* **PAGE EXCERPT**:
* begin *

Of course, only clairvoyance can give you the exact answer, but perhaps a glimpse of my own plans might steer you in the direction of that answer.

My own Megacorp is writhing about in an extended divestiture, with the strong possibility of substantial redundancies sometime in the coming year. I am fully retirement eligible, with a modest legacy pension which I expect to be a significant piece of my retirement funding. If I were to score a RIF package, I would be able to initiate the pension immediately, as well as collect a year's severance pay.

Severance is subject to deductions for FICA/FICM, but not eligible for 401k contributions. Pensions are not subject to any of those subtractions. Since DW will still be w*rking for another year, our tax bracket won't change much, so I neglect tax considerations.

I calculate that if I bank the pension plus the forgone 401k deductions during the RIF year, and in the second year begin to draw down that bank, my actual cash flow will duplicate my regular paycheck for a surprisingly long time. It's not just a year, it will be more than three years!

* end *

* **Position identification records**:

* begin *

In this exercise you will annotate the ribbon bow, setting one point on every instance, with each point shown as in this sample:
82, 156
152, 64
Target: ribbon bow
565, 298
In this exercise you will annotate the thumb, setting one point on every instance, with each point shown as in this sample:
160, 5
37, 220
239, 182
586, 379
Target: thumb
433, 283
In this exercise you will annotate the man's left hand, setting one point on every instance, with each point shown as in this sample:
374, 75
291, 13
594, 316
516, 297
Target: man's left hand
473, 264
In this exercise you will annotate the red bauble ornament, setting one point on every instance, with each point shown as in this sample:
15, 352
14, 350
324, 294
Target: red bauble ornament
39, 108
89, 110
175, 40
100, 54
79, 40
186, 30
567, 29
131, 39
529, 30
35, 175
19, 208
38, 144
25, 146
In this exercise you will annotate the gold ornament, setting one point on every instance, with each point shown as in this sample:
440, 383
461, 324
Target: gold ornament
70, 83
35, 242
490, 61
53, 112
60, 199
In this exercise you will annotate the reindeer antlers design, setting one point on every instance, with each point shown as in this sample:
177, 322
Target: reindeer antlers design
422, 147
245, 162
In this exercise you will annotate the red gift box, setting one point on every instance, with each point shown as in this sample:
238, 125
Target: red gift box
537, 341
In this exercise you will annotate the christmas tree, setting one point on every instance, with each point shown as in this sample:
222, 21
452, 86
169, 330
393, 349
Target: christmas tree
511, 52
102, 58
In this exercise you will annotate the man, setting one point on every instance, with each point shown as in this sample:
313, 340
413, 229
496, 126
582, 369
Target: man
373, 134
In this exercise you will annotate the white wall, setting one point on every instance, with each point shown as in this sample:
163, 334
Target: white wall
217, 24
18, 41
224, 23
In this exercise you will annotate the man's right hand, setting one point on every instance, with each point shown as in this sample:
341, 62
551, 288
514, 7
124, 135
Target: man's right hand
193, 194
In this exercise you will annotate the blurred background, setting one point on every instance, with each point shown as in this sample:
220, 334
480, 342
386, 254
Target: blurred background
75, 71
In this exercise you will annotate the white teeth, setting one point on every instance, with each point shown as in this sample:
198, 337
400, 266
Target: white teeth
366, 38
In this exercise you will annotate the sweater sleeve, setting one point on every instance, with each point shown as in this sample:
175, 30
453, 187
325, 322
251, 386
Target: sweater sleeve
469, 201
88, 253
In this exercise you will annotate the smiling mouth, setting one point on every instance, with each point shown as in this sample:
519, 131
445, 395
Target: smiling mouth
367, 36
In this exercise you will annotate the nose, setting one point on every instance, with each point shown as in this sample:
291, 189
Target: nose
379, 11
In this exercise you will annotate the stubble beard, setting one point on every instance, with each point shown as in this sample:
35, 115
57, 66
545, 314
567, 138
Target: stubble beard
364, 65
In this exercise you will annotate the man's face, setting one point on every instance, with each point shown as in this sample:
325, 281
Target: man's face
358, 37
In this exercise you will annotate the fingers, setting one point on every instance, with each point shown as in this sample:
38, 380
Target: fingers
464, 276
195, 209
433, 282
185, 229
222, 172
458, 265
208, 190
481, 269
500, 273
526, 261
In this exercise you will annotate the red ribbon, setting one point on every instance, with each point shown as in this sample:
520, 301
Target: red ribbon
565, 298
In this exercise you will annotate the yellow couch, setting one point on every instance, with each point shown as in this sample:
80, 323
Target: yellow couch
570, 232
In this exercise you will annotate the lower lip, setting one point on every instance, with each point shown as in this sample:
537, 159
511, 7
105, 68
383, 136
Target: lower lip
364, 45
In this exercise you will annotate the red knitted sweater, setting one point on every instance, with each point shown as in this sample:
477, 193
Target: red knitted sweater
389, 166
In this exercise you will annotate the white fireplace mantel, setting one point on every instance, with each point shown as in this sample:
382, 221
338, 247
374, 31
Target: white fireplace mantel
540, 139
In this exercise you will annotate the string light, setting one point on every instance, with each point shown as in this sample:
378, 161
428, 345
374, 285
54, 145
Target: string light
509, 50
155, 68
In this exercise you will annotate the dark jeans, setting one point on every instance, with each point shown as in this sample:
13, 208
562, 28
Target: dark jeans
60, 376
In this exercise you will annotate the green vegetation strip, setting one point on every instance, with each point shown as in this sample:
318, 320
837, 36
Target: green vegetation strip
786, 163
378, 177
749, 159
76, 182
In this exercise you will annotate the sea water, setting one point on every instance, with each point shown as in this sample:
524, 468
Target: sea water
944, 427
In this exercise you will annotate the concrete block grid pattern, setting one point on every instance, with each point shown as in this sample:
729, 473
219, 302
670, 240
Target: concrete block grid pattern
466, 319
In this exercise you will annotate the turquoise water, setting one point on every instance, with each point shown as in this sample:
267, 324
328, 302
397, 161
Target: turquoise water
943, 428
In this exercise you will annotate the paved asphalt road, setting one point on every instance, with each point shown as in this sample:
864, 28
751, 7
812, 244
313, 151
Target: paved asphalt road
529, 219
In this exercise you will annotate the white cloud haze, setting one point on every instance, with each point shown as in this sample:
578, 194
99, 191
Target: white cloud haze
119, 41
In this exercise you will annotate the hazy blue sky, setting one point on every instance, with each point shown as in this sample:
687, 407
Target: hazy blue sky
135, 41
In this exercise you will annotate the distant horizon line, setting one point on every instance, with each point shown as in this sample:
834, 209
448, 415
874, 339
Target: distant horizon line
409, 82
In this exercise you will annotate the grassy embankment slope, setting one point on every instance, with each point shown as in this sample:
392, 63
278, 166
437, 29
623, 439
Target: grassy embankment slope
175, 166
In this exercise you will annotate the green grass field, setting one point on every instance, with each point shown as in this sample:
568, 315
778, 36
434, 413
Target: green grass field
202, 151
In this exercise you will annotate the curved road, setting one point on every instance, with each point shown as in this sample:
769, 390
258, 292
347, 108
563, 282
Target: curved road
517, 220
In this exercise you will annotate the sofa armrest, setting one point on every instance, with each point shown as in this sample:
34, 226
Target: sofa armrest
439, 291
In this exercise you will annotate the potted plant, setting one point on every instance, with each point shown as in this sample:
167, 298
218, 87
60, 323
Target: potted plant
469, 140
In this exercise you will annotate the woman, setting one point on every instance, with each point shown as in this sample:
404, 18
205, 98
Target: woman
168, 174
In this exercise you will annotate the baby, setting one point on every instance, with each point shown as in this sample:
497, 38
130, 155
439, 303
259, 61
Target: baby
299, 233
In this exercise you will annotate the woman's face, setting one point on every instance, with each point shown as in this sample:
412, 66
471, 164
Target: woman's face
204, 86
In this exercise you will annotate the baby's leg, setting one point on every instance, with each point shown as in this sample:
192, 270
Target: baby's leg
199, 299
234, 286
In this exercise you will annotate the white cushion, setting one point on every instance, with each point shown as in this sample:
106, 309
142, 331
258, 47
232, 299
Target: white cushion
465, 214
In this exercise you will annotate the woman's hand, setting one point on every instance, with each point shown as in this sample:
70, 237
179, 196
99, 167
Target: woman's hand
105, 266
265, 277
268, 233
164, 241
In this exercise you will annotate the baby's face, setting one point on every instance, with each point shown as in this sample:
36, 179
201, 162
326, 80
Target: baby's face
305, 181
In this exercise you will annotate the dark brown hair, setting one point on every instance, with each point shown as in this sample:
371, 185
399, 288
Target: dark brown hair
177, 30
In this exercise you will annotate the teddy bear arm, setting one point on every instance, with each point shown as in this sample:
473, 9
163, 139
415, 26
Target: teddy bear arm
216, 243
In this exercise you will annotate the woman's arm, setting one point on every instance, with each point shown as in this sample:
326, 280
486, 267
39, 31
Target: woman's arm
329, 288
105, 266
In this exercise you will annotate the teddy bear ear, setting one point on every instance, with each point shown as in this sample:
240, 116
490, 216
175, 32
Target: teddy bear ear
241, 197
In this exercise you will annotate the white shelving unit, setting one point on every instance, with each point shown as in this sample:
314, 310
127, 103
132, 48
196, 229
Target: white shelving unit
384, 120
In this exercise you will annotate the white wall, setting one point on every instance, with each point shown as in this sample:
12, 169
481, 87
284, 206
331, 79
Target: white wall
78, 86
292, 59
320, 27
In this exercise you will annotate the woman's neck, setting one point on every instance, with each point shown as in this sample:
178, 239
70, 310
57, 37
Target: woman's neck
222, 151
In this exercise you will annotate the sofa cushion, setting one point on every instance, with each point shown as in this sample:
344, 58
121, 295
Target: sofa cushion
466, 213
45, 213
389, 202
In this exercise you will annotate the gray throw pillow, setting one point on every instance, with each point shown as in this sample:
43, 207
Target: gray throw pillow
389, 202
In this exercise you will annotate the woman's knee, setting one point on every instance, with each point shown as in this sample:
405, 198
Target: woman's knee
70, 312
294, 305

* end *

* **EXERCISE TASKS**:
a - Repeat the post about pension and severance planning in full, with no changes.
b - Transcribe only the rows from the line containing "In this exercise you will annotate the teddy bear ear, setting" through the final line of the rows, keeping every line unchanged.

* **ANSWERS**:
a -
Of course, only clairvoyance can give you the exact answer, but perhaps a glimpse of my own plans might steer you in the direction of that answer.

My own Megacorp is writhing about in an extended divestiture, with the strong possibility of substantial redundancies sometime in the coming year. I am fully retirement eligible, with a modest legacy pension which I expect to be a significant piece of my retirement funding. If I were to score a RIF package, I would be able to initiate the pension immediately, as well as collect a year's severance pay.

Severance is subject to deductions for FICA/FICM, but not eligible for 401k contributions. Pensions are not subject to any of those subtractions. Since DW will still be w*rking for another year, our tax bracket won't change much, so I neglect tax considerations.

I calculate that if I bank the pension plus the forgone 401k deductions during the RIF year, and in the second year begin to draw down that bank, my actual cash flow will duplicate my regular paycheck for a surprisingly long time. It's not just a year, it will be more than three years!

b -
In this exercise you will annotate the teddy bear ear, setting one point on every instance, with each point shown as in this sample:
240, 116
490, 216
175, 32
Target: teddy bear ear
241, 197
In this exercise you will annotate the white shelving unit, setting one point on every instance, with each point shown as in this sample:
314, 310
127, 103
132, 48
196, 229
Target: white shelving unit
384, 120
In this exercise you will annotate the white wall, setting one point on every instance, with each point shown as in this sample:
12, 169
481, 87
284, 206
331, 79
Target: white wall
78, 86
292, 59
320, 27
In this exercise you will annotate the woman's neck, setting one point on every instance, with each point shown as in this sample:
178, 239
70, 310
57, 37
Target: woman's neck
222, 151
In this exercise you will annotate the sofa cushion, setting one point on every instance, with each point shown as in this sample:
344, 58
121, 295
Target: sofa cushion
466, 213
45, 213
389, 202
In this exercise you will annotate the gray throw pillow, setting one point on every instance, with each point shown as in this sample:
43, 207
Target: gray throw pillow
389, 202
In this exercise you will annotate the woman's knee, setting one point on every instance, with each point shown as in this sample:
405, 198
Target: woman's knee
70, 312
294, 305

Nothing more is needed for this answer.